→ Given problem:
Would you extract the whole listing below and retype it exactly?

Source data:

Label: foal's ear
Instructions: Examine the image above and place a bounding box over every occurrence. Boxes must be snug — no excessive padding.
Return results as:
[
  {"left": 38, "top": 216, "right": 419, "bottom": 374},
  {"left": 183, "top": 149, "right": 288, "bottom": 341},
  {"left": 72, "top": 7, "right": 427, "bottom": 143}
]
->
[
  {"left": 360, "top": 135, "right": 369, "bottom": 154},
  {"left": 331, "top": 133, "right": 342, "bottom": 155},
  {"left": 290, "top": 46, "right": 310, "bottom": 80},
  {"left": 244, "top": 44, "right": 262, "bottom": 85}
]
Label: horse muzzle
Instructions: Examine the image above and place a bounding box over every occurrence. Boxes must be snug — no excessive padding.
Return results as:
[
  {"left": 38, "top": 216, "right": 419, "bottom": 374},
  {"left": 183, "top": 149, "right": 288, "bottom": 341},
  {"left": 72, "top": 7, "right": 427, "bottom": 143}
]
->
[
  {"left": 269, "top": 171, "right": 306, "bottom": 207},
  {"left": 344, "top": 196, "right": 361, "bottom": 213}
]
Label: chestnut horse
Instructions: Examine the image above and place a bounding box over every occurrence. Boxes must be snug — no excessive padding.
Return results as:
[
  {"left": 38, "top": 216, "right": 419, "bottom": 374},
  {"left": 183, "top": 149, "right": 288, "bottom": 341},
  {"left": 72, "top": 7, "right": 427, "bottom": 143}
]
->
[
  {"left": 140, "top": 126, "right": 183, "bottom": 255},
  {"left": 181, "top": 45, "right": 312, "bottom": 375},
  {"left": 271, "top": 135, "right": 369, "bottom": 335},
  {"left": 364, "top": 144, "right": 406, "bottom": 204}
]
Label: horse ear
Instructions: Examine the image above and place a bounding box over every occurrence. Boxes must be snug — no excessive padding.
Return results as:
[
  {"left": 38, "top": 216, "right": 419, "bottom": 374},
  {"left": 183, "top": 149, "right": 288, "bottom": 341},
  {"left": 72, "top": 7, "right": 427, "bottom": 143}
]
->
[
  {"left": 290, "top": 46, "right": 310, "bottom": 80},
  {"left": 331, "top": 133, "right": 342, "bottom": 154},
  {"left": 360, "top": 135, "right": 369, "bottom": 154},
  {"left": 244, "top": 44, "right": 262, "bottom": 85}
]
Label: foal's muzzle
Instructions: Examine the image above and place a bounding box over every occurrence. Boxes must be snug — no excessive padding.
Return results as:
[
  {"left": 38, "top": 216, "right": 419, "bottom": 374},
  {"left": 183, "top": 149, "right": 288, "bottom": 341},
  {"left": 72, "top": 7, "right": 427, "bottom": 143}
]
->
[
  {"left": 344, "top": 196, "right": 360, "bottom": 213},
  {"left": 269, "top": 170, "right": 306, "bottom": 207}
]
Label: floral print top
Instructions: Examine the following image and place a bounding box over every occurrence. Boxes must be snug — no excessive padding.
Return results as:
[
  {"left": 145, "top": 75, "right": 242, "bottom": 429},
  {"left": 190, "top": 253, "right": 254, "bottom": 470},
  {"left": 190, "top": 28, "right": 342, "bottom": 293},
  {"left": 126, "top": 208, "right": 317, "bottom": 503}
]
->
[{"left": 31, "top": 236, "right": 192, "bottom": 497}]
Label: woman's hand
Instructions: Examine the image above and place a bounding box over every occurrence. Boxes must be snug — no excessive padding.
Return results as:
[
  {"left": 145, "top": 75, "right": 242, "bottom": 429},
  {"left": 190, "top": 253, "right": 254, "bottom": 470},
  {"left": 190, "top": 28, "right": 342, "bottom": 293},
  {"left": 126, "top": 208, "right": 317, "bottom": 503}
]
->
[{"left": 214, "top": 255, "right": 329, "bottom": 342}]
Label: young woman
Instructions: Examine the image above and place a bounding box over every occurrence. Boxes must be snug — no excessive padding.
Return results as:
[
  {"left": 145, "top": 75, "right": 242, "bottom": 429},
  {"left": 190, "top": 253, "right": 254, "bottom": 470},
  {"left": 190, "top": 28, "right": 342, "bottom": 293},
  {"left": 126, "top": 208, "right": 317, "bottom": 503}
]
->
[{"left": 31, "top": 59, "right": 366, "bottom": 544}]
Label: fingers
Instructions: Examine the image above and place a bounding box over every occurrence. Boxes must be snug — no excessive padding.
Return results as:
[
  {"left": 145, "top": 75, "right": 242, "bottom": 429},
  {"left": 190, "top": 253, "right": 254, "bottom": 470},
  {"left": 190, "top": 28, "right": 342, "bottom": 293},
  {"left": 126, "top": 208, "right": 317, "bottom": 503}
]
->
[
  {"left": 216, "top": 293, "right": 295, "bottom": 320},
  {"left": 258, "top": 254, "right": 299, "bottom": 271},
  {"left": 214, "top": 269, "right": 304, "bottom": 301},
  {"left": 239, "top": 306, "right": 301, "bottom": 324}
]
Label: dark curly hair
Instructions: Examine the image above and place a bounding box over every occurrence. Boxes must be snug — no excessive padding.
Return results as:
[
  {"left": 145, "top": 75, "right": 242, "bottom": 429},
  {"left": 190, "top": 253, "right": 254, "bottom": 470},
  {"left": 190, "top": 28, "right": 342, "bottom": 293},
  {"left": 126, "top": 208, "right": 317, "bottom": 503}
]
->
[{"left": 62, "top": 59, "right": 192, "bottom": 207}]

→ Exercise output:
Label: foal's ear
Instructions: Examine the image above and place a bounding box over every occurrence. Boxes must be snug — no excessive padding.
Return results as:
[
  {"left": 38, "top": 216, "right": 419, "bottom": 374},
  {"left": 183, "top": 149, "right": 288, "bottom": 341},
  {"left": 72, "top": 7, "right": 427, "bottom": 143}
]
->
[
  {"left": 360, "top": 135, "right": 369, "bottom": 154},
  {"left": 331, "top": 133, "right": 342, "bottom": 155},
  {"left": 290, "top": 46, "right": 310, "bottom": 80},
  {"left": 244, "top": 44, "right": 262, "bottom": 85}
]
Label: horse muzzle
Instructions: Examine the image above and place a bounding box over every occurrence. Boxes must be snug — no excessive padding.
Return results as:
[
  {"left": 38, "top": 216, "right": 419, "bottom": 374},
  {"left": 183, "top": 149, "right": 288, "bottom": 341},
  {"left": 72, "top": 7, "right": 427, "bottom": 143}
]
->
[
  {"left": 269, "top": 171, "right": 306, "bottom": 207},
  {"left": 344, "top": 196, "right": 361, "bottom": 213}
]
Label: chestnut horse
Instructions: Examine the image above and place a bounding box over every occurrence. Boxes must be snug — no excessive padding.
Return results as:
[
  {"left": 38, "top": 216, "right": 419, "bottom": 374},
  {"left": 183, "top": 149, "right": 288, "bottom": 341},
  {"left": 72, "top": 7, "right": 427, "bottom": 143}
]
->
[
  {"left": 140, "top": 126, "right": 183, "bottom": 255},
  {"left": 181, "top": 45, "right": 312, "bottom": 375},
  {"left": 271, "top": 135, "right": 369, "bottom": 335},
  {"left": 364, "top": 144, "right": 406, "bottom": 204}
]
Label: horse ear
Instructions: Examine the image above and place a bounding box over every occurrence. Boxes must be snug — no excessive padding.
Return results as:
[
  {"left": 38, "top": 216, "right": 419, "bottom": 374},
  {"left": 183, "top": 149, "right": 288, "bottom": 341},
  {"left": 72, "top": 7, "right": 427, "bottom": 143}
]
->
[
  {"left": 290, "top": 46, "right": 310, "bottom": 80},
  {"left": 331, "top": 133, "right": 342, "bottom": 154},
  {"left": 360, "top": 135, "right": 369, "bottom": 154},
  {"left": 244, "top": 44, "right": 262, "bottom": 85}
]
Label: foal's muzzle
Instructions: Examine the image above and place a bounding box over every occurrence. Boxes must be snug — no excessive padding.
Return results as:
[
  {"left": 38, "top": 216, "right": 419, "bottom": 374},
  {"left": 183, "top": 149, "right": 288, "bottom": 341},
  {"left": 72, "top": 7, "right": 427, "bottom": 143}
]
->
[
  {"left": 344, "top": 196, "right": 360, "bottom": 213},
  {"left": 269, "top": 170, "right": 306, "bottom": 207}
]
Label: floral print top
Instructions: Examine the following image and place a bounding box over every occurrence. Boxes must be snug — no excessive padding.
Return results as:
[
  {"left": 145, "top": 75, "right": 242, "bottom": 429},
  {"left": 190, "top": 253, "right": 254, "bottom": 470},
  {"left": 190, "top": 28, "right": 342, "bottom": 293},
  {"left": 126, "top": 208, "right": 317, "bottom": 503}
]
->
[{"left": 31, "top": 236, "right": 192, "bottom": 497}]
Label: woman's hand
Instructions: Examine the image above and place a bounding box over every occurrence. Boxes must be snug — no excessive padding.
Return results as:
[
  {"left": 145, "top": 75, "right": 242, "bottom": 429},
  {"left": 190, "top": 253, "right": 254, "bottom": 470},
  {"left": 190, "top": 28, "right": 342, "bottom": 293},
  {"left": 126, "top": 208, "right": 317, "bottom": 503}
]
->
[{"left": 214, "top": 255, "right": 329, "bottom": 342}]
Label: young woman
Instructions: Examine the image above and place a bounding box over every occurrence. Boxes must be snug — no excessive padding.
Return results as:
[
  {"left": 145, "top": 75, "right": 242, "bottom": 429},
  {"left": 190, "top": 253, "right": 254, "bottom": 470},
  {"left": 190, "top": 28, "right": 342, "bottom": 293},
  {"left": 126, "top": 208, "right": 317, "bottom": 503}
]
->
[{"left": 31, "top": 59, "right": 366, "bottom": 544}]
Label: fingers
Instructions: Examine the image above and place a bounding box over every occurrence. Boxes must be snug — no excessive padding.
Return results as:
[
  {"left": 145, "top": 75, "right": 242, "bottom": 429},
  {"left": 190, "top": 253, "right": 254, "bottom": 470},
  {"left": 190, "top": 28, "right": 342, "bottom": 293},
  {"left": 126, "top": 208, "right": 317, "bottom": 503}
]
->
[
  {"left": 216, "top": 293, "right": 295, "bottom": 320},
  {"left": 258, "top": 254, "right": 299, "bottom": 271},
  {"left": 214, "top": 269, "right": 304, "bottom": 301},
  {"left": 239, "top": 306, "right": 301, "bottom": 324}
]
Label: dark curly hair
Instructions: Examine the image above and place a bounding box over every occurrence. Boxes must be snug — no excessive padding.
Return results as:
[
  {"left": 145, "top": 75, "right": 242, "bottom": 429},
  {"left": 190, "top": 253, "right": 254, "bottom": 470},
  {"left": 190, "top": 28, "right": 342, "bottom": 293},
  {"left": 126, "top": 208, "right": 317, "bottom": 503}
]
->
[{"left": 62, "top": 59, "right": 192, "bottom": 207}]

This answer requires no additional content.